[THE PROBLEM]: If a line in the data holds "bare", copy that line out in full.

[DATASET RECORDS]:
□ □ □ □

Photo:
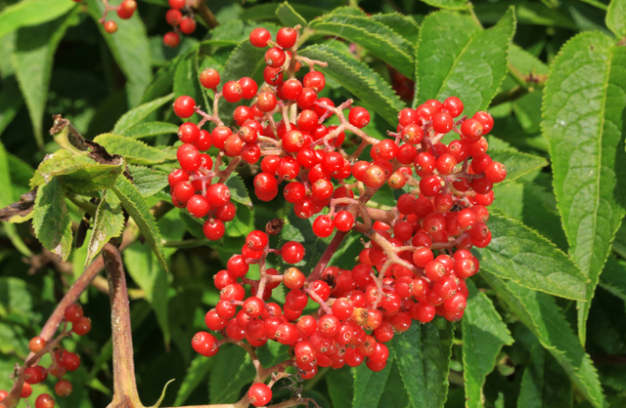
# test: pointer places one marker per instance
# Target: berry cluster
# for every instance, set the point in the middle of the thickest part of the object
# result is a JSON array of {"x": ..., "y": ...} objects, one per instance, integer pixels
[
  {"x": 181, "y": 18},
  {"x": 414, "y": 265},
  {"x": 62, "y": 360}
]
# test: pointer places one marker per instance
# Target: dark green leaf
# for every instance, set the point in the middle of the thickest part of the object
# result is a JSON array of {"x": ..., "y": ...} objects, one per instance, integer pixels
[
  {"x": 455, "y": 57},
  {"x": 133, "y": 117},
  {"x": 540, "y": 313},
  {"x": 134, "y": 151},
  {"x": 360, "y": 80},
  {"x": 522, "y": 255},
  {"x": 134, "y": 203},
  {"x": 149, "y": 129},
  {"x": 616, "y": 18},
  {"x": 32, "y": 58},
  {"x": 288, "y": 16},
  {"x": 31, "y": 12},
  {"x": 423, "y": 356},
  {"x": 130, "y": 48},
  {"x": 108, "y": 223},
  {"x": 484, "y": 334},
  {"x": 583, "y": 110},
  {"x": 51, "y": 220},
  {"x": 376, "y": 37}
]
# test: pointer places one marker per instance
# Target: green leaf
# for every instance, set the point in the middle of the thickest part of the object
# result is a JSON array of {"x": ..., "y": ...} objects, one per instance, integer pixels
[
  {"x": 289, "y": 17},
  {"x": 616, "y": 18},
  {"x": 149, "y": 129},
  {"x": 130, "y": 48},
  {"x": 484, "y": 334},
  {"x": 540, "y": 313},
  {"x": 134, "y": 151},
  {"x": 138, "y": 209},
  {"x": 404, "y": 25},
  {"x": 32, "y": 59},
  {"x": 423, "y": 355},
  {"x": 517, "y": 163},
  {"x": 152, "y": 278},
  {"x": 455, "y": 57},
  {"x": 31, "y": 12},
  {"x": 379, "y": 39},
  {"x": 544, "y": 383},
  {"x": 583, "y": 109},
  {"x": 108, "y": 223},
  {"x": 148, "y": 181},
  {"x": 134, "y": 116},
  {"x": 522, "y": 255},
  {"x": 449, "y": 4},
  {"x": 360, "y": 80},
  {"x": 51, "y": 220}
]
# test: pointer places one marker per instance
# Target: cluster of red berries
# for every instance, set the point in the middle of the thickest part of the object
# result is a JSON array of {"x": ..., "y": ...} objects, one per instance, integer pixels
[
  {"x": 62, "y": 361},
  {"x": 181, "y": 23}
]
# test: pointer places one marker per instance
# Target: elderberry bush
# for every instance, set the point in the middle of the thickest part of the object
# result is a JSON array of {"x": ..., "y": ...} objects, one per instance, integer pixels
[{"x": 277, "y": 204}]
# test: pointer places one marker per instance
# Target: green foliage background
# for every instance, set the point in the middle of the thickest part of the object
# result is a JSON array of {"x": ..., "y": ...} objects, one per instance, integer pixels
[{"x": 545, "y": 324}]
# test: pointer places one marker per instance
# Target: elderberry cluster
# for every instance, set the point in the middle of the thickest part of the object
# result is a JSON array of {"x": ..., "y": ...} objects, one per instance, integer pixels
[
  {"x": 181, "y": 18},
  {"x": 62, "y": 360},
  {"x": 416, "y": 256}
]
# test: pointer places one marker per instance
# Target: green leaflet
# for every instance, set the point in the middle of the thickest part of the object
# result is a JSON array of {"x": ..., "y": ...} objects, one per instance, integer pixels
[
  {"x": 540, "y": 313},
  {"x": 108, "y": 223},
  {"x": 616, "y": 18},
  {"x": 455, "y": 57},
  {"x": 51, "y": 220},
  {"x": 31, "y": 12},
  {"x": 138, "y": 209},
  {"x": 134, "y": 151},
  {"x": 130, "y": 48},
  {"x": 288, "y": 16},
  {"x": 150, "y": 129},
  {"x": 517, "y": 163},
  {"x": 484, "y": 334},
  {"x": 360, "y": 80},
  {"x": 423, "y": 356},
  {"x": 583, "y": 106},
  {"x": 32, "y": 59},
  {"x": 376, "y": 37},
  {"x": 134, "y": 116},
  {"x": 522, "y": 255}
]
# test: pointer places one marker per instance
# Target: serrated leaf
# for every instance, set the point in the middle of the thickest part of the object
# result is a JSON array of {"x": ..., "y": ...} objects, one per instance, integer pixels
[
  {"x": 544, "y": 384},
  {"x": 134, "y": 151},
  {"x": 423, "y": 355},
  {"x": 150, "y": 275},
  {"x": 31, "y": 12},
  {"x": 360, "y": 80},
  {"x": 138, "y": 209},
  {"x": 51, "y": 220},
  {"x": 449, "y": 4},
  {"x": 380, "y": 40},
  {"x": 149, "y": 129},
  {"x": 517, "y": 163},
  {"x": 540, "y": 313},
  {"x": 616, "y": 18},
  {"x": 130, "y": 48},
  {"x": 148, "y": 181},
  {"x": 288, "y": 16},
  {"x": 455, "y": 57},
  {"x": 406, "y": 26},
  {"x": 108, "y": 223},
  {"x": 484, "y": 334},
  {"x": 134, "y": 116},
  {"x": 522, "y": 255},
  {"x": 196, "y": 373},
  {"x": 32, "y": 59},
  {"x": 583, "y": 107}
]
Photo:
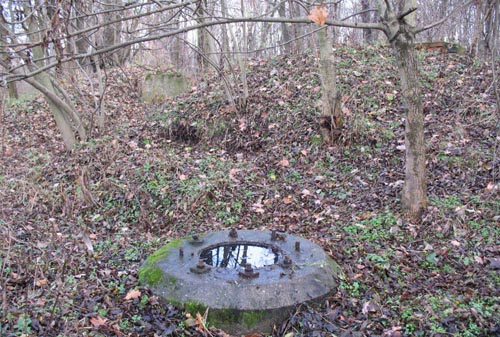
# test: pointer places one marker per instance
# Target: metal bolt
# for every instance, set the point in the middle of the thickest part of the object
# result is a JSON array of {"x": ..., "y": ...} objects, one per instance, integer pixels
[
  {"x": 287, "y": 261},
  {"x": 233, "y": 233},
  {"x": 196, "y": 240},
  {"x": 200, "y": 268},
  {"x": 248, "y": 268},
  {"x": 248, "y": 272},
  {"x": 297, "y": 246}
]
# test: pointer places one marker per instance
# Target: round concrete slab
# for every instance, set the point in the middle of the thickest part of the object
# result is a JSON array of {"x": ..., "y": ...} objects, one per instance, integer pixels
[{"x": 249, "y": 280}]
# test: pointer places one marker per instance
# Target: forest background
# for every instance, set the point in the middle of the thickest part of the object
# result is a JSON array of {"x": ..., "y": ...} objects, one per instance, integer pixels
[{"x": 370, "y": 127}]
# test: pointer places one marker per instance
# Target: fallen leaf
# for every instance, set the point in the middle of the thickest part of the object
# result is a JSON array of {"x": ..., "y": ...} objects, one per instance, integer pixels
[
  {"x": 98, "y": 321},
  {"x": 87, "y": 242},
  {"x": 284, "y": 162},
  {"x": 132, "y": 295}
]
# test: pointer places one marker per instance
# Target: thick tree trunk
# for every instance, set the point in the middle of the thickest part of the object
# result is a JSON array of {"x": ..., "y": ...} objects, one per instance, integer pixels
[
  {"x": 399, "y": 28},
  {"x": 366, "y": 17},
  {"x": 414, "y": 197}
]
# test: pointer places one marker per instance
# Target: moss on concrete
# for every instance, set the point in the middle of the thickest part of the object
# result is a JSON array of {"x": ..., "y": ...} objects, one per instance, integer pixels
[
  {"x": 226, "y": 317},
  {"x": 150, "y": 273}
]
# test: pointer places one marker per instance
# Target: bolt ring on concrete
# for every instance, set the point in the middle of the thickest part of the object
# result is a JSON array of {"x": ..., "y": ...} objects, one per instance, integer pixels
[{"x": 244, "y": 293}]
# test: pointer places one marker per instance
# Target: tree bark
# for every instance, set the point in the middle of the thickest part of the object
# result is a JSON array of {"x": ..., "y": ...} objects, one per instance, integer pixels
[
  {"x": 331, "y": 110},
  {"x": 400, "y": 29}
]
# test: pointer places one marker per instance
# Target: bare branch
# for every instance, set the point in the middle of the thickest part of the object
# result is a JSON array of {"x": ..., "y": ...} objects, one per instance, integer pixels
[
  {"x": 440, "y": 22},
  {"x": 220, "y": 21}
]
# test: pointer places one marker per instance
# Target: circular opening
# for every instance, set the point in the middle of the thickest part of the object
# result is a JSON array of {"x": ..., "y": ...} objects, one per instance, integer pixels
[{"x": 237, "y": 255}]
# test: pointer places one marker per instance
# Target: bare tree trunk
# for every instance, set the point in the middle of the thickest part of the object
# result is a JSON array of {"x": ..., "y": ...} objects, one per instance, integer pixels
[
  {"x": 400, "y": 31},
  {"x": 331, "y": 115},
  {"x": 285, "y": 34},
  {"x": 366, "y": 17}
]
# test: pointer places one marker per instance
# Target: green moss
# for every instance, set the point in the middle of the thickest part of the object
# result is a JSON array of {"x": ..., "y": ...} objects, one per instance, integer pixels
[
  {"x": 221, "y": 317},
  {"x": 149, "y": 273}
]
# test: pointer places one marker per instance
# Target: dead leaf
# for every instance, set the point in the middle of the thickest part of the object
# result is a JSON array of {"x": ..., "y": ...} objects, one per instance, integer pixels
[
  {"x": 41, "y": 282},
  {"x": 284, "y": 162},
  {"x": 87, "y": 242},
  {"x": 132, "y": 295},
  {"x": 318, "y": 15},
  {"x": 305, "y": 192},
  {"x": 98, "y": 321}
]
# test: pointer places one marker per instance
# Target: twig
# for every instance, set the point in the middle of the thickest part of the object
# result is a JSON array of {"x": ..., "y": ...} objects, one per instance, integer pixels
[{"x": 497, "y": 97}]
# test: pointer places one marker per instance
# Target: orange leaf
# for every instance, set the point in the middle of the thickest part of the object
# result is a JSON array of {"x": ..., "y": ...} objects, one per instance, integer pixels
[
  {"x": 98, "y": 321},
  {"x": 284, "y": 162},
  {"x": 318, "y": 15},
  {"x": 132, "y": 295}
]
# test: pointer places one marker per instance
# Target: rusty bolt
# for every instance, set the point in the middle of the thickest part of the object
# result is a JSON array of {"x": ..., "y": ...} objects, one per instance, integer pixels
[
  {"x": 248, "y": 272},
  {"x": 196, "y": 240},
  {"x": 201, "y": 264},
  {"x": 248, "y": 268},
  {"x": 287, "y": 261},
  {"x": 297, "y": 246},
  {"x": 233, "y": 233},
  {"x": 200, "y": 268}
]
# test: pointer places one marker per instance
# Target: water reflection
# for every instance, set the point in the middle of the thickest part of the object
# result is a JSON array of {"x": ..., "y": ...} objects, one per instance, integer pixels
[{"x": 238, "y": 255}]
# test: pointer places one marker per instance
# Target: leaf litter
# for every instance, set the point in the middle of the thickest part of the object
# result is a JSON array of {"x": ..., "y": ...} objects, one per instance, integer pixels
[{"x": 77, "y": 226}]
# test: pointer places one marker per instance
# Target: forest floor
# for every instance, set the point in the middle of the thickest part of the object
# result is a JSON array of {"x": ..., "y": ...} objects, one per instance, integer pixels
[{"x": 75, "y": 227}]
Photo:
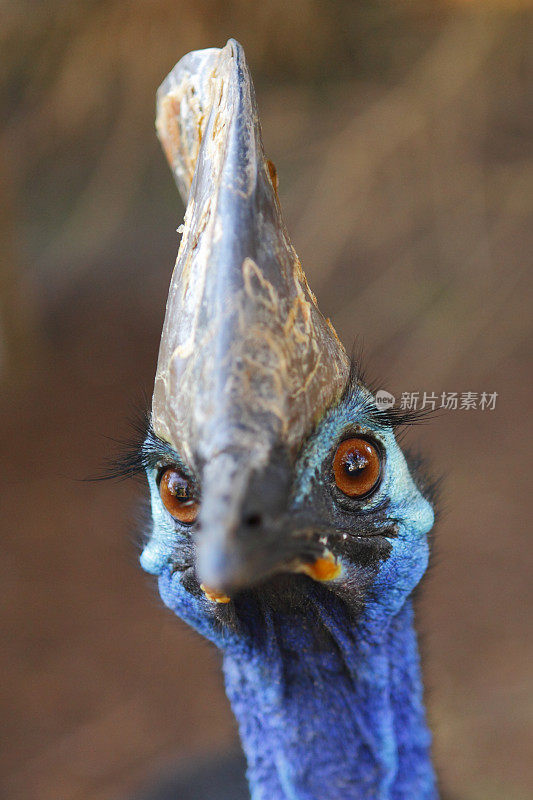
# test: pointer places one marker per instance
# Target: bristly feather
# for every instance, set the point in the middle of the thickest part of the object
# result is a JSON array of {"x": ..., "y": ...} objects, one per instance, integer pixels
[
  {"x": 143, "y": 450},
  {"x": 393, "y": 417}
]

□ □ □ □

[OUTPUT OF THE TASK]:
# Target: bare branch
# Target: bare tree trunk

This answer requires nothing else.